▶ _EXERCISE 1_: Name each author mentioned in the Christmas leftovers article below, and give the job title the article gives each one.
▶ _EXERCISE 2_: According to the Christmas leftovers article below, how soon should stuffing that includes sausage meat be eaten?

▶ _QUOTED PASSAGE_:
CHRISTMAS dinner of traditional turkey with all the trimmings often feeds a family for several days after the main event.
Aside from the sit down feast there is also salmon, cheeseboards and, of course, wine in plentiful supply at this time of year.
And while we all look forward to eating leftovers experts are warning us to be wary about keeping them for too long as they can make you sick.
Academics specialising in food at Coventry University have revealed to The Conversation how many days different food should be kept, and how it should be stored.
Turkey
The piece de resistance, turkey, should either be eaten or frozen within two days of cooking.
Ideally, pop it in the fridge as soon as it’s cooled down.
One of the three authors, Lisa Winnall, senior lecturer in food safety and inspection, wrote: “If you prefer your leftover turkey warm, don’t reheat the meat more than once as this can provide extra opportunities for bacteria to grow and produce toxins.”
If you reheat it multiple times, it will kill the bacteria but not the toxins.
Pigs in blankets
Another star of dinner, these tasty morsels should also be covered and refrigerated as quickly as possible.
Fellow author Duane Mellow, senior lecturer in human nutrition, said: “Pigs in blankets should be eaten within three days.”
Stuffing
Another key component of dinner, how long this can be kept varies on whether it includes meat or not.
This has a fairly long shelf life, so if you like stuffing sandwiches you’re in luck.
Third author, Claire Munialo, assistant lecturer in food science, said: “It should be kept in the fridge or in a cool place and consumed within four days of preparation.
“But if your stuffing includes sausage meat, it should be eaten within three days.”
And experts advised against stuffing your turkey with the mixture in the first place and said it should be cooked separately.
They said: “The traditional way of putting stuffing inside the cavity of your roast bird is not recommended as it can make it difficult to get the meat up to a high enough temperature to kill off all the bacteria.”
Smoked salmon
With Christmas all about the food, that also means starters and smoked salmon is a favourite appetizer.

▶ _DATA SECTION_:
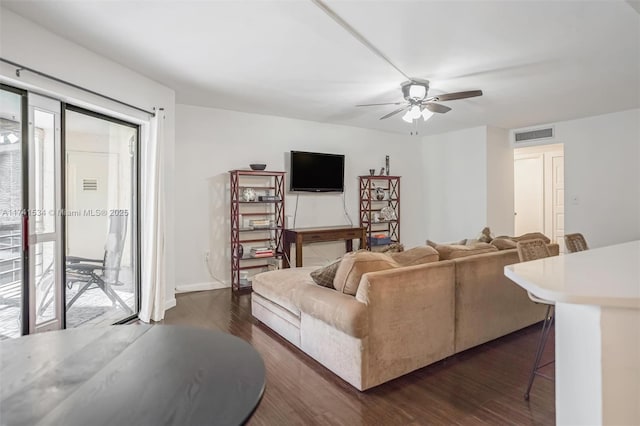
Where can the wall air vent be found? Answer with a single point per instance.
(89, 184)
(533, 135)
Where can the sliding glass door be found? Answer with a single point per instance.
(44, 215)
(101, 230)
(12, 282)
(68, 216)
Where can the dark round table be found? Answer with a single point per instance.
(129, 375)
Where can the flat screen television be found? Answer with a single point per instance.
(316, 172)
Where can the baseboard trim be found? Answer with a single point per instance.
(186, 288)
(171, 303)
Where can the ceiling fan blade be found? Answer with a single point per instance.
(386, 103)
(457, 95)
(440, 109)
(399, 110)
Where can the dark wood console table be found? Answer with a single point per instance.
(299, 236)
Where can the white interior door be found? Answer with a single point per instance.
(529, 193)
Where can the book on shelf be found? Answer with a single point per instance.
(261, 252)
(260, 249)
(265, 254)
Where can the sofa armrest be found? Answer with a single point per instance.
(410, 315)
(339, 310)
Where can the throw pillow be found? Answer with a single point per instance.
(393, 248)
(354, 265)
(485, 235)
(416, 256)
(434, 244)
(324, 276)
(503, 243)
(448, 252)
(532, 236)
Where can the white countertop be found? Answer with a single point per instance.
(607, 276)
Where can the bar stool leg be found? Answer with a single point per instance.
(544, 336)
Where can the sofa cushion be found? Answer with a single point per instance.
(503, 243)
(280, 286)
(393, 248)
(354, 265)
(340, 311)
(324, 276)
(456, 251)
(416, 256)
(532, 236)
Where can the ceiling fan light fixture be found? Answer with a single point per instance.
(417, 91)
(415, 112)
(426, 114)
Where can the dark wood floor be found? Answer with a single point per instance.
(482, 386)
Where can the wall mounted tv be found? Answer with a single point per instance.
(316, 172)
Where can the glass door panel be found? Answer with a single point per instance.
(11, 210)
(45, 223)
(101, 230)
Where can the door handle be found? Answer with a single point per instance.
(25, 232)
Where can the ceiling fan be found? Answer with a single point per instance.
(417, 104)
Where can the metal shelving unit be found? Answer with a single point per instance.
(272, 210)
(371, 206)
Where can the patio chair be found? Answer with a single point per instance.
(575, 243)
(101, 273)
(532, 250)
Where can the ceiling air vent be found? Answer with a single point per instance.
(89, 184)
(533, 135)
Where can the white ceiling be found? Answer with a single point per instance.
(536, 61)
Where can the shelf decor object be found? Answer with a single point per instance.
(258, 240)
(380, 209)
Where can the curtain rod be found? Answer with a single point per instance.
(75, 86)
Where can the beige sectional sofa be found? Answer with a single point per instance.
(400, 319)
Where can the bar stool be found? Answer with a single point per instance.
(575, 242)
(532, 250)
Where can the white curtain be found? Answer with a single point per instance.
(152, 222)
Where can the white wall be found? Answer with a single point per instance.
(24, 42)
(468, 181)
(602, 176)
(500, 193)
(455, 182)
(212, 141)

▶ _EXERCISE RESPONSE 1_:
- Lisa Winnall, senior lecturer in food safety and inspection
- Duane Mellow, senior lecturer in human nutrition
- Claire Munialo, assistant lecturer in food science

▶ _EXERCISE RESPONSE 2_: Within three days.